◆ **Document segment**
◇ ◇ ◇ ◇

- Boundary of Saltcoats in North Ayrshire from 2017–2022.
- Electorate: 10,007 (2017)
- Major settlements: Saltcoats
- Scottish Parliament constituency: Cunninghame North
- Scottish Parliament region: West Scotland
- UK Parliament constituency: North Ayrshire and Arran

2017–2022
- Number of councillors: 3
- Replaced by: Ardrossan Saltcoats and Stevenston
- Created from: Ardrossan and Arran Saltcoats and Stevenston

= Saltcoats (ward) =

Electoral ward in North Ayrshire

Saltcoats was one of the 10 electoral wards of North Ayrshire Council. Created in 2017 following the Fifth Statutory Reviews of Electoral Arrangements, the ward elected three councillors using the single transferable vote electoral system. As a result of the Islands (Scotland) Act 2018, the ward was abolished in 2022.

The area was politically split after each election returned one councillor for both the Scottish National Party (SNP) and Labour as well as one independent councillor.

==Boundaries==
The ward was created following the Fifth Statutory Reviews of Electoral Arrangements ahead of the 2017 Scottish local elections. This was the first review after the introduction of the single transferable vote electoral system in 2007. Saltcoats was one of three new wards created in North Ayrshire as the total number of councillors was increased to more evenly balance electoral parity in the region. The ward centered around the town of Saltcoats in the southwest of the council area and included part of Ardrossan. It was formed from the western half of the Saltcoats and Stevenston ward – abolished as part of the review – and the northeastern part of the Ardrossan and Arran ward which was retained but reduced in size.

◇ ◇ ◇ ◇

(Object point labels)
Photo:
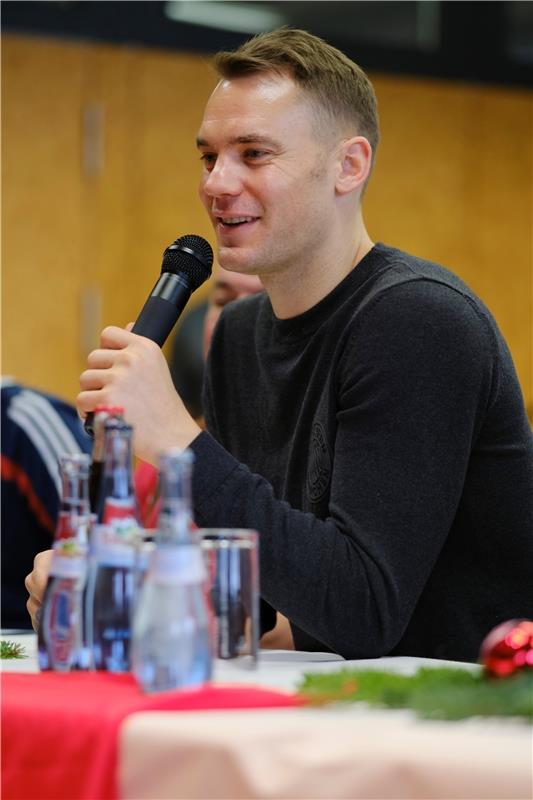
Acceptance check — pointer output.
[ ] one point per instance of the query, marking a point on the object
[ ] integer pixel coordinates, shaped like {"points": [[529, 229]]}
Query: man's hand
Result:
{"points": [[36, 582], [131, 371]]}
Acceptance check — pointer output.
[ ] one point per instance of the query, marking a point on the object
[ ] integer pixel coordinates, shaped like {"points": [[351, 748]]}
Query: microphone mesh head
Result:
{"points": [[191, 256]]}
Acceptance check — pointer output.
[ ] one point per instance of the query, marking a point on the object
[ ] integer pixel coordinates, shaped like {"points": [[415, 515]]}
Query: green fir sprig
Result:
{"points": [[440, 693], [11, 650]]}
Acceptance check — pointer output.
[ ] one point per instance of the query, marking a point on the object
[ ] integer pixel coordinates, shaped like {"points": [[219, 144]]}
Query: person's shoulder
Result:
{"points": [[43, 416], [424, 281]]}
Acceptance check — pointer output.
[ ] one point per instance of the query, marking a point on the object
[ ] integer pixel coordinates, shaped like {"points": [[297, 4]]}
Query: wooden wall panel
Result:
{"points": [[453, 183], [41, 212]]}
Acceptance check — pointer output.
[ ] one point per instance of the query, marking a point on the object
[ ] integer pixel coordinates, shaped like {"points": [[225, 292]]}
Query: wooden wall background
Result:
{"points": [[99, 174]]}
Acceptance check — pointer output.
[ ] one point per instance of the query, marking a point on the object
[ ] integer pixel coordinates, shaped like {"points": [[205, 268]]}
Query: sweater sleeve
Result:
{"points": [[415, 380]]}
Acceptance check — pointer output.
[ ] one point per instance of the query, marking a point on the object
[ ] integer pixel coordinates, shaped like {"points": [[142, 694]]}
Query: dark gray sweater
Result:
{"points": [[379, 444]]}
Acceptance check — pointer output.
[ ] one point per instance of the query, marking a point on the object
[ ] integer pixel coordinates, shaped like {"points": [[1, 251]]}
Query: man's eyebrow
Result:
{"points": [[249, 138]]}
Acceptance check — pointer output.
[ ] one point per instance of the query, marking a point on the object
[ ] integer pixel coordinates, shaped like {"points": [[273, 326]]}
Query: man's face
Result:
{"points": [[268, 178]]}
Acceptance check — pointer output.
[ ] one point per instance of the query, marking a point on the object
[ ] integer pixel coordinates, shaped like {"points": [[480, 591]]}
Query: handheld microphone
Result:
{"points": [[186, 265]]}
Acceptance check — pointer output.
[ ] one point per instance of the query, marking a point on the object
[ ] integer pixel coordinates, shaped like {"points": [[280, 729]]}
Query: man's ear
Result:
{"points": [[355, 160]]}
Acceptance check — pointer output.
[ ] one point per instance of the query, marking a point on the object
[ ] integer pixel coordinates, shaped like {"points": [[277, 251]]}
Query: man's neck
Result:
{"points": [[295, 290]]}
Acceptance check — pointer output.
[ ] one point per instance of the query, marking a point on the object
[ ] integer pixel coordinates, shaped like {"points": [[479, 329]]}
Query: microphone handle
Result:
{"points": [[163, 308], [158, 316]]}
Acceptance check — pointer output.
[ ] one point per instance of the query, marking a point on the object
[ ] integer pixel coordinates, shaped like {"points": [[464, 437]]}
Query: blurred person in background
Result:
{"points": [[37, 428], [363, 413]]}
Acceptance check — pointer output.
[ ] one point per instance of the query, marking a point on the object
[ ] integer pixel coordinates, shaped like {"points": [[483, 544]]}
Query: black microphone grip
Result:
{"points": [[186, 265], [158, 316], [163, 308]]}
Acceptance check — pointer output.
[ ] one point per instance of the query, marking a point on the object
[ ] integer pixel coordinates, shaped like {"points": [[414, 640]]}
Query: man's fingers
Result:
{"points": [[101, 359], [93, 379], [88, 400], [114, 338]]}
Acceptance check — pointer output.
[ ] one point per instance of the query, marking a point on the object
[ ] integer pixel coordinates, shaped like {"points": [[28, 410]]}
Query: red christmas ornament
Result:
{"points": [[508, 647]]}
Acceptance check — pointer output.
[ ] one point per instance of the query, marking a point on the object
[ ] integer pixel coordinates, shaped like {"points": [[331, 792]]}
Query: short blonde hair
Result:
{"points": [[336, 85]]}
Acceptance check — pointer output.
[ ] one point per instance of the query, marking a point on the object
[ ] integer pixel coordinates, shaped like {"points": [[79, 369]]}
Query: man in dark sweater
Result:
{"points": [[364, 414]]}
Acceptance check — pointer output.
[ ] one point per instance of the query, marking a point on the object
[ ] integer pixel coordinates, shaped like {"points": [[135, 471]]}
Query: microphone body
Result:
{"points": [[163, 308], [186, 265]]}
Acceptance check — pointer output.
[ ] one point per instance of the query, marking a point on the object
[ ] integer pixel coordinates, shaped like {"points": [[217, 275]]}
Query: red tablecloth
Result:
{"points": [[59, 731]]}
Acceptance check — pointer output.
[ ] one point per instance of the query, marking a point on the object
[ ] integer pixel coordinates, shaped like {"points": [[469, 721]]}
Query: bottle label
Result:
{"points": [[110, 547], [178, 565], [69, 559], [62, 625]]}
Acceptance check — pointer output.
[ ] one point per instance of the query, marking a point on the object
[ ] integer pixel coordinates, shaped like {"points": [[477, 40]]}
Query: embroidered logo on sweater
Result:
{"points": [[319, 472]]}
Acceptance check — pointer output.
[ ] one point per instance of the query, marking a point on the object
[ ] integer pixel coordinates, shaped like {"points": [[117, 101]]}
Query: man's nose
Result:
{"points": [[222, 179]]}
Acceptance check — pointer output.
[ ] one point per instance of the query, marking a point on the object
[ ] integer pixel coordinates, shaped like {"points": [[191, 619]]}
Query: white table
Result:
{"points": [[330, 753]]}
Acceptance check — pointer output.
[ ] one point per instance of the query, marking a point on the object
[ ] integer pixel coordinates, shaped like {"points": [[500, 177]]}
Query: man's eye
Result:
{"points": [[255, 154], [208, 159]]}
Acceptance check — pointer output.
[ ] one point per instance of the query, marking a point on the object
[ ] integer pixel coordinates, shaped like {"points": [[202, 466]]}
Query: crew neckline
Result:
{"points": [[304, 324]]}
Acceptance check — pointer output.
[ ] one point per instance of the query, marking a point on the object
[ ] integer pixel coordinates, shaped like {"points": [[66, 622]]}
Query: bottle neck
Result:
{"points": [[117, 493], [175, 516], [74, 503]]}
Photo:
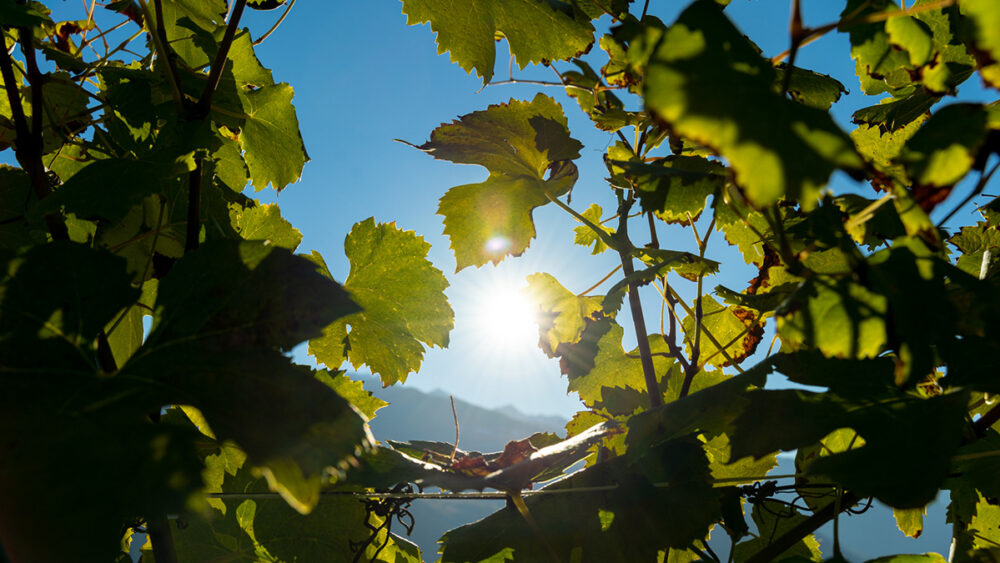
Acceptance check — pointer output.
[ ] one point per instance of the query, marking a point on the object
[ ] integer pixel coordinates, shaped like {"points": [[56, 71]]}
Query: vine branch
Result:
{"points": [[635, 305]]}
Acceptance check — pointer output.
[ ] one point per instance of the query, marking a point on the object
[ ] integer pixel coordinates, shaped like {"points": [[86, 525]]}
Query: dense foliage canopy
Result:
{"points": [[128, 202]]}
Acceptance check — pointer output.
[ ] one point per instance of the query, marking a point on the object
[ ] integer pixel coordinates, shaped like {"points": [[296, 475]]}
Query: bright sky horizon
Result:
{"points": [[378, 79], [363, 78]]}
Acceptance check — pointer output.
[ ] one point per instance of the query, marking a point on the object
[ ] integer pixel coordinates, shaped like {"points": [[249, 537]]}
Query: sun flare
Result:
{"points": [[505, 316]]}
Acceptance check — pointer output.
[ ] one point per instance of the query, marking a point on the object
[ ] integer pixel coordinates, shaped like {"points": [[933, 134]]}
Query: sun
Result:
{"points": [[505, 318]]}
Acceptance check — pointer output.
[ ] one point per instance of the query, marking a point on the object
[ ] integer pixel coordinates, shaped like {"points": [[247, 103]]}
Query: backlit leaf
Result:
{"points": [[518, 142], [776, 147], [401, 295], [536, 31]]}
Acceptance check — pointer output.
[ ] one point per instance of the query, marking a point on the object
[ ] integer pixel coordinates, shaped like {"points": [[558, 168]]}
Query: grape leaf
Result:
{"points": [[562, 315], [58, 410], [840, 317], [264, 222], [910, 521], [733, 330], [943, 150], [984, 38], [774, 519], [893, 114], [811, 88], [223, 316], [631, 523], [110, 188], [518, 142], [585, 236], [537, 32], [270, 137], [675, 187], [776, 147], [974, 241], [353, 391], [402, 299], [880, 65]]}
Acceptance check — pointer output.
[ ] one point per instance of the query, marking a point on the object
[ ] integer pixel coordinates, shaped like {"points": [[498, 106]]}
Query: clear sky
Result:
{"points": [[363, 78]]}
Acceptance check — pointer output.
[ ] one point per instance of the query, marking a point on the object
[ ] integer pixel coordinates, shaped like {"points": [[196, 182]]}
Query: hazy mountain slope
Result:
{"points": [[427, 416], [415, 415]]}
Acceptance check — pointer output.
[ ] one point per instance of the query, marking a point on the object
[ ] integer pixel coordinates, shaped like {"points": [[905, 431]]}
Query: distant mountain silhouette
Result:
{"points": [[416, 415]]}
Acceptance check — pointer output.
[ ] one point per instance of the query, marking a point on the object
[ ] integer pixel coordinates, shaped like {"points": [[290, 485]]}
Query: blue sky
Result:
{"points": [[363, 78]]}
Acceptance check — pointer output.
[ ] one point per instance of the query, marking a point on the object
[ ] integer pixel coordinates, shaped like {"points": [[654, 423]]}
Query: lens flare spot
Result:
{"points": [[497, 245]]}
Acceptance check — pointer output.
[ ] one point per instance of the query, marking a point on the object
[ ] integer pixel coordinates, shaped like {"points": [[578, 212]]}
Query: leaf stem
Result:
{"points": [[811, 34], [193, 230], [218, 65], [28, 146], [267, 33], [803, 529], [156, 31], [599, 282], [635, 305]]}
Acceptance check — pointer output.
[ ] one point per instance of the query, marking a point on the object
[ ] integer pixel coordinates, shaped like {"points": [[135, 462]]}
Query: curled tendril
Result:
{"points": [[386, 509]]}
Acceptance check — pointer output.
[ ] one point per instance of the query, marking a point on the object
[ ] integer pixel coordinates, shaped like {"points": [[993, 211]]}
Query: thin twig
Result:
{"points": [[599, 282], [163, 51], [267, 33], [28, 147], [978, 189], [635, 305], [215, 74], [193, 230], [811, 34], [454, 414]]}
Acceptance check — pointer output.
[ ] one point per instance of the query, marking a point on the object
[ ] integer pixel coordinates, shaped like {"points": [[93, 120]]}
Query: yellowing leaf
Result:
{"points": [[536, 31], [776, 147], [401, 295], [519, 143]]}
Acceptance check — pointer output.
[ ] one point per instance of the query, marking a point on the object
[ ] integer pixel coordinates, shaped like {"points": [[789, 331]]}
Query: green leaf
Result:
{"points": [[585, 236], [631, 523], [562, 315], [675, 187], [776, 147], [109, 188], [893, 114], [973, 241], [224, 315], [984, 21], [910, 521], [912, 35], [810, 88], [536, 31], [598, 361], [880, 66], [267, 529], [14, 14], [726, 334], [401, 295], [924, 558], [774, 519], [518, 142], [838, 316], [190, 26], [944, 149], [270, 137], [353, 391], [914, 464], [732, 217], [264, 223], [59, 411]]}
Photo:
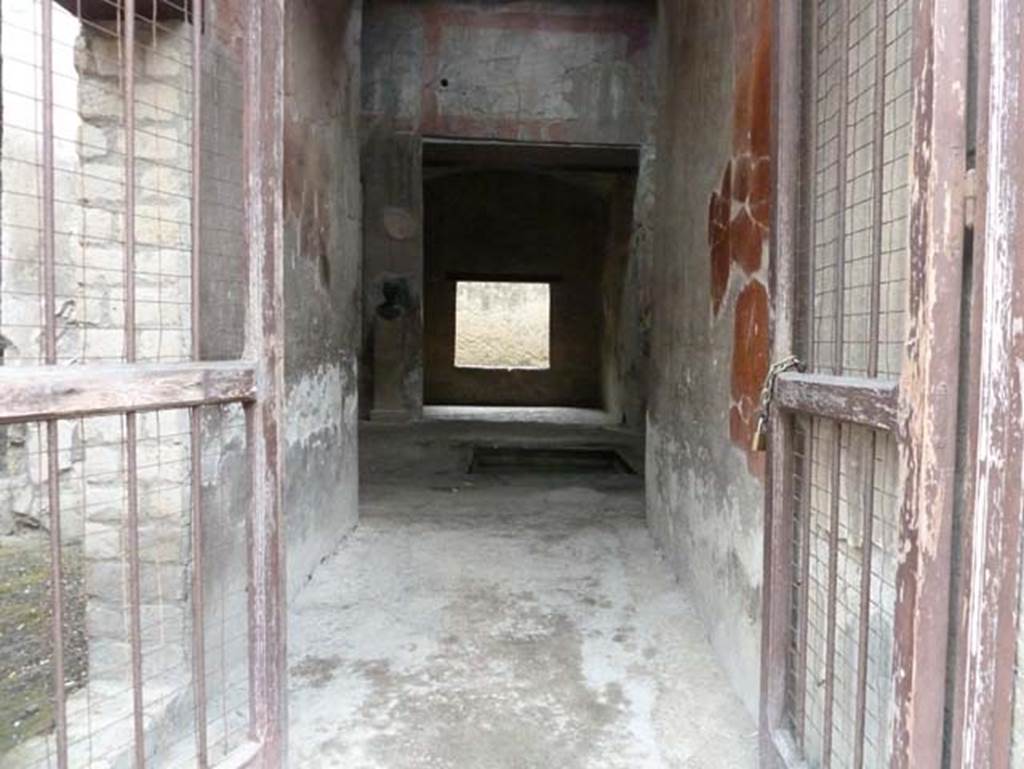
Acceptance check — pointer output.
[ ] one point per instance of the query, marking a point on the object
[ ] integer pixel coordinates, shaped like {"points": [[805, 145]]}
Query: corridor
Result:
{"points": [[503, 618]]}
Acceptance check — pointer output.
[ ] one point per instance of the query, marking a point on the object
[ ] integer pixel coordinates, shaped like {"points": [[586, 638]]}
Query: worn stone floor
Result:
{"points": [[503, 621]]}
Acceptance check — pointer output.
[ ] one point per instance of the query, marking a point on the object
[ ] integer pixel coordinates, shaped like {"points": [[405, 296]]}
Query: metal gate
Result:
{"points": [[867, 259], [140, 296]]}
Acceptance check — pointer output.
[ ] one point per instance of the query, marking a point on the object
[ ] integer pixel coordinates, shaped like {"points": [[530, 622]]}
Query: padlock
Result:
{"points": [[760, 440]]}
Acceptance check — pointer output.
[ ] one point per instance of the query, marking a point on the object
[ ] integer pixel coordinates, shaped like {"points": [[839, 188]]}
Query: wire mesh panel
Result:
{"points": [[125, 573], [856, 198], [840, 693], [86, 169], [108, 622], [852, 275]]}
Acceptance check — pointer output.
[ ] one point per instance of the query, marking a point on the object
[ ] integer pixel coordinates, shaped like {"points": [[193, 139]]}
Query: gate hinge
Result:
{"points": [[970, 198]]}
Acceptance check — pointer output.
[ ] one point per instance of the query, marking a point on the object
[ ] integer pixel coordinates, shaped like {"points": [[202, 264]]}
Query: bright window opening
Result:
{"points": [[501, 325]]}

◇ ◇ ◇ ◇

◆ **Tasks**
• a. Reproduce the part of the Saltcoats ward article that opens with the words containing "Electoral ward in" and closes with "one independent councillor.".
• b. State whether each statement agrees with the Saltcoats ward article, answering yes or no and quoting the deciding words: (i) The ward elected three councillors by the single transferable vote system. (ii) The Ardrossan and Arran ward was abolished in the review that created the ward. (iii) Saltcoats was one of two new wards created in North Ayrshire.
These records were taken from a separate source.

◆ **Results for each task**
• a.
Electoral ward in North Ayrshire

Saltcoats was one of the 10 electoral wards of North Ayrshire Council. Created in 2017 following the Fifth Statutory Reviews of Electoral Arrangements, the ward elected three councillors using the single transferable vote electoral system. As a result of the Islands (Scotland) Act 2018, the ward was abolished in 2022.

The area was politically split after each election returned one councillor for both the Scottish National Party (SNP) and Labour as well as one independent councillor.

• b.
(i) Yes: "the ward elected three councillors using the single transferable vote electoral system"
(ii) No: "the northeastern part of the Ardrossan and Arran ward which was retained but reduced in size"
(iii) No: "Saltcoats was one of three new wards created in North Ayrshire"